> [TO DO]:
Reproduce the material below line for line, with every character unchanged.
..............................
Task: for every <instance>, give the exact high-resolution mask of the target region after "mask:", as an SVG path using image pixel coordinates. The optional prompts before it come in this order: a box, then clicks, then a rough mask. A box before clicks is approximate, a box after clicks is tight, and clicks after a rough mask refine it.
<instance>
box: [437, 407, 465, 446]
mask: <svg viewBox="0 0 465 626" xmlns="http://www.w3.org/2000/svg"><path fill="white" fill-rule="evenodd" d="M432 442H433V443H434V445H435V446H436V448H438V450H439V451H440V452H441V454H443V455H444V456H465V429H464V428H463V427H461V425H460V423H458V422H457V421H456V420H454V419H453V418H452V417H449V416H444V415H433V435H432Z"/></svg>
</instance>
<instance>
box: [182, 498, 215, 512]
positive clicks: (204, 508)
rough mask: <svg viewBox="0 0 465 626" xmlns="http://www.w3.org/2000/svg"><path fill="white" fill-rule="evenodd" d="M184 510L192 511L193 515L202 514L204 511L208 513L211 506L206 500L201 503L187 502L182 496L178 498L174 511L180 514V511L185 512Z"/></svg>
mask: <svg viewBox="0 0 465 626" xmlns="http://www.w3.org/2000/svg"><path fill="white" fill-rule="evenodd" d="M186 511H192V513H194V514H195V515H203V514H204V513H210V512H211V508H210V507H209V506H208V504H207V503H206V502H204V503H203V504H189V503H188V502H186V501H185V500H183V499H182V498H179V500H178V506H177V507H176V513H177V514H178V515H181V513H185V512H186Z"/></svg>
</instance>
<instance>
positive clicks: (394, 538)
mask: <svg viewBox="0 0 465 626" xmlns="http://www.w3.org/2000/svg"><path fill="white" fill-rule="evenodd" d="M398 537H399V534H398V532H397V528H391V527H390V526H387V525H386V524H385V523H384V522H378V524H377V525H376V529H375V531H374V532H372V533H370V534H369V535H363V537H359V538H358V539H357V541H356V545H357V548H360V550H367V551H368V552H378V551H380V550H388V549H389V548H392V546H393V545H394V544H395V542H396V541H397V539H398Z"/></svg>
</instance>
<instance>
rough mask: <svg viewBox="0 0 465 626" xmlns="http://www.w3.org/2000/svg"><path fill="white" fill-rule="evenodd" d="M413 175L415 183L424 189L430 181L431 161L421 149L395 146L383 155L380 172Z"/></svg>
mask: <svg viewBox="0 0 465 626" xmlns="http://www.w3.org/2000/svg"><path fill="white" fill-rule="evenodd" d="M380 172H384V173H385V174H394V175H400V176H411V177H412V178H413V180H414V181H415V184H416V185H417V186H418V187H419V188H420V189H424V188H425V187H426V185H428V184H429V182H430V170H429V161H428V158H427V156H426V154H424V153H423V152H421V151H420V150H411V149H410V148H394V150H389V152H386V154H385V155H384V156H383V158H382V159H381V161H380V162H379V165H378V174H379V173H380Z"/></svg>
..............................
> [RESPONSE TO THIS EXERCISE]:
Task: for every <instance>, give the exact high-resolution mask of the target region after "mask:", as an SVG path using image pixel coordinates. The optional prompts before it come in this order: a box, then clicks, then a rough mask. A box before clicks is approximate, a box after clicks is tight, and clicks after a rough mask refine it.
<instance>
box: [437, 407, 465, 446]
mask: <svg viewBox="0 0 465 626" xmlns="http://www.w3.org/2000/svg"><path fill="white" fill-rule="evenodd" d="M432 442H433V443H434V445H435V446H436V448H438V450H439V451H440V452H441V454H443V455H444V456H465V429H464V428H463V427H461V425H460V423H458V422H457V421H456V420H454V419H453V418H452V417H449V416H444V415H433V435H432Z"/></svg>
</instance>
<instance>
box: [182, 498, 215, 512]
positive clicks: (204, 508)
rough mask: <svg viewBox="0 0 465 626" xmlns="http://www.w3.org/2000/svg"><path fill="white" fill-rule="evenodd" d="M184 510L192 511L193 515L202 514L204 511L208 513L211 506L206 500L201 503L187 502L182 496L178 498L174 511L180 514V511L185 512Z"/></svg>
mask: <svg viewBox="0 0 465 626" xmlns="http://www.w3.org/2000/svg"><path fill="white" fill-rule="evenodd" d="M186 511H192V513H194V514H195V515H203V514H204V513H210V512H211V508H210V507H209V506H208V504H207V503H206V502H204V503H203V504H189V503H188V502H186V501H185V500H183V499H182V498H179V500H178V506H177V507H176V513H177V514H178V515H181V513H185V512H186Z"/></svg>
</instance>
<instance>
positive clicks: (394, 538)
mask: <svg viewBox="0 0 465 626" xmlns="http://www.w3.org/2000/svg"><path fill="white" fill-rule="evenodd" d="M398 537H399V534H398V532H397V528H391V527H390V526H387V525H386V524H385V523H384V522H378V524H377V525H376V529H375V531H374V532H372V533H370V534H369V535H363V537H359V538H358V539H357V541H356V545H357V548H360V550H367V551H368V552H378V551H380V550H388V549H389V548H392V546H393V545H394V544H395V542H396V541H397V539H398Z"/></svg>
</instance>
<instance>
rough mask: <svg viewBox="0 0 465 626" xmlns="http://www.w3.org/2000/svg"><path fill="white" fill-rule="evenodd" d="M413 175L415 183L424 189L430 181L431 161L421 149L395 146L383 155L380 172Z"/></svg>
mask: <svg viewBox="0 0 465 626" xmlns="http://www.w3.org/2000/svg"><path fill="white" fill-rule="evenodd" d="M380 172H384V173H385V174H394V175H400V176H411V177H412V178H413V180H414V181H415V184H416V185H417V186H418V187H419V188H420V189H424V188H425V187H426V185H428V184H429V182H430V170H429V161H428V158H427V156H426V154H424V153H423V152H421V151H420V150H411V149H410V148H394V150H389V152H386V154H385V155H384V156H383V158H382V159H381V161H380V162H379V165H378V174H379V173H380Z"/></svg>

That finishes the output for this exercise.